• _EXTRACT TO READ_:
/---
Arborway station was an MBTA light rail stop and bus transfer location in Boston, Massachusetts. It served the MBTA Green Line E branch. It was located in Arborway Yard near the Forest Hills station complex. It closed in 1985 when the outer section of the branch was temporarily—and ultimately permanently—closed.

History

On December 12, 1895, the West End Street Railway opened its Forest Hills Yard with a 12-track carhouse on the east side of Washington Street, serving newly electrified streetcar lines. The Boston Elevated Railway (BERy), successor to the West End, opened a second carhouse on the site two years later. In 1913, the BERy opened a ramp from the Washington Street Elevated into a small yard inside the complex. The ramp was disused after six months, and was removed in 1922.

On March 1, 1924, the BERy opened a streetcar transfer station inside the yard to relieve crowding at Forest Hills station. The Jamaica Plain via South Huntington line was soon extended to Arborway, improving connections with the other lines. The BERy replaced the older carhouses with a new six-track carhouse and a bus garage in 1924–25. Buses gradually replaced streetcars; all of the Arborway-terminating lines except the South Huntington line (Arborway Line, later Green Line E branch) were converted to bus by 1956. In 1962, the MTA opened its headquarters building at 500 Arborway.
\---
• _TASK SET_:
[1] Answer these questions about the Arborway station text, one answer per line, marked (a), (b), (c):
(a) Which Green Line branch did Arborway station serve?
(b) In what year was the ramp from the Washington Street Elevated removed?
(c) At what address did the MTA open its headquarters building in 1962?
[2] In the Arborway station text, rewrite the passage that begins with "Arborway station was" and ends with "temporarily—and ultimately permanently—closed.", substituting "streetcar stop" for "light rail stop".
[3] Resume the history of Arborway station at the point where the account stops.

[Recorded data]
/---
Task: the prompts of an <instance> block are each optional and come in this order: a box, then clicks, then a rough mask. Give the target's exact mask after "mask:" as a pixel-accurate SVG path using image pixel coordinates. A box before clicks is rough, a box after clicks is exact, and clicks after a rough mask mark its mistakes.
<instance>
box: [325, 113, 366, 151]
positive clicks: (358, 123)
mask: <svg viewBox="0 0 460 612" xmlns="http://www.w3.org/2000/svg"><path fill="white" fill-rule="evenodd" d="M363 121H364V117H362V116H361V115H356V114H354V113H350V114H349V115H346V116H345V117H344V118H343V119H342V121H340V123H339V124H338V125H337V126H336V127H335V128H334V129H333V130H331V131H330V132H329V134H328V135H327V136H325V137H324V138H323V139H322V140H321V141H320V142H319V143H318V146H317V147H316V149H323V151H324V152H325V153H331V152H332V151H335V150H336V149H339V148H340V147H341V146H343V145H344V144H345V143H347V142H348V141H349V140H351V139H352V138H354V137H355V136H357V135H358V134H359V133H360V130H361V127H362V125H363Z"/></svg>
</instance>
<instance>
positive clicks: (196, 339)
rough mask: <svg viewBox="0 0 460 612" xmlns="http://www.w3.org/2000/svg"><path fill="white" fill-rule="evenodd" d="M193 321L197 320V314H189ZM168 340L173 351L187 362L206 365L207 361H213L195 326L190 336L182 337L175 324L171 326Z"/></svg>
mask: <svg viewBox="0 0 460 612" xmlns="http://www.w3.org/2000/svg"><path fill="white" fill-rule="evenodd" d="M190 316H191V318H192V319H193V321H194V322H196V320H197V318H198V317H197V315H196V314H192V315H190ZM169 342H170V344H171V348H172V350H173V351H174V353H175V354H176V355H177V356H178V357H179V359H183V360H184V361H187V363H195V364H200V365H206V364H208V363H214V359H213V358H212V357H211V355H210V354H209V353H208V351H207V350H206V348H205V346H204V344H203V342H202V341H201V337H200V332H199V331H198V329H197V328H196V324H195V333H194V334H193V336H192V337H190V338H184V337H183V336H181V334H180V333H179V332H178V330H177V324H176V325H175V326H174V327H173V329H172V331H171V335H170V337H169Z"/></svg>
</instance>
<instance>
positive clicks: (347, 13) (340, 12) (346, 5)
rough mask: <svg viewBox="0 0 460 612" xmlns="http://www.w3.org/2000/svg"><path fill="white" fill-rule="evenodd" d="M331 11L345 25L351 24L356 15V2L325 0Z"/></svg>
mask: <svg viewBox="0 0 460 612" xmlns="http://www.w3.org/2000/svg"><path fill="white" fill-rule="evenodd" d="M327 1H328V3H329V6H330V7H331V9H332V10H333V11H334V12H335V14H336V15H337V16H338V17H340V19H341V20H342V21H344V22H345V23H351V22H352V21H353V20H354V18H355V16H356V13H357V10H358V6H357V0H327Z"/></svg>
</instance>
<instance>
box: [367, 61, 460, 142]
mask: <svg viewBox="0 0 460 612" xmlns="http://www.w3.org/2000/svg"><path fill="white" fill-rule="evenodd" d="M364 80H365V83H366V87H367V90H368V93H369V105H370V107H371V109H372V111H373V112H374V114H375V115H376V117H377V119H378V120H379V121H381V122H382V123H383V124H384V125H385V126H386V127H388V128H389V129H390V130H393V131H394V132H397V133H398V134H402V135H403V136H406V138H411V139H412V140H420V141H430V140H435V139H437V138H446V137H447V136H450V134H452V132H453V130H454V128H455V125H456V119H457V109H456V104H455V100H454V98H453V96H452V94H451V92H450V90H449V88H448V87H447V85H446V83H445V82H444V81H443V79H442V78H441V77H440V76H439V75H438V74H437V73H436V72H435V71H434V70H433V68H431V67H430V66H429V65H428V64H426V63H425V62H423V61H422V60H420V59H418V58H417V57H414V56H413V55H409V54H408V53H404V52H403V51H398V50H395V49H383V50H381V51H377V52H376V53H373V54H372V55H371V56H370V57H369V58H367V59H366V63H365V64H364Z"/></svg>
\---
• _OUTPUTS FOR THE TASKS_:
[1]
(a) The E branch
(b) 1922
(c) 500 Arborway

[2]
Arborway station was an MBTA streetcar stop and bus transfer location in Boston, Massachusetts. It served the MBTA Green Line E branch. It was located in Arborway Yard near the Forest Hills station complex. It closed in 1985 when the outer section of the branch was temporarily—and ultimately permanently—closed.

[3]
Arborway closed on December 28, 1985 when the line was "temporarily" suspended and ultimately closed. When the new Forest Hills station was opened in 1987, a loop for the E branch was included as part of the station complex, so that Arborway would only be used for layovers and maintenance. No streetcar ever used the station, which was instead later used for route 39 buses from 2000 to 2017. The loop and the waiting area were removed in 2017 as part of the Casey Overpass replacement. The Arborway carhouse remained until 2001 when it was demolished and replaced by a smaller facility for CNG-powered buses.

The MBTA plans to construct a 200-bus garage on the eastern portion of the site where the largely-disused 500 Arborway building is located. The garage, to be completed in 2027, will allow for electrification and expansion of the existing fleet. The western portion of the site would be used for mixed-use development.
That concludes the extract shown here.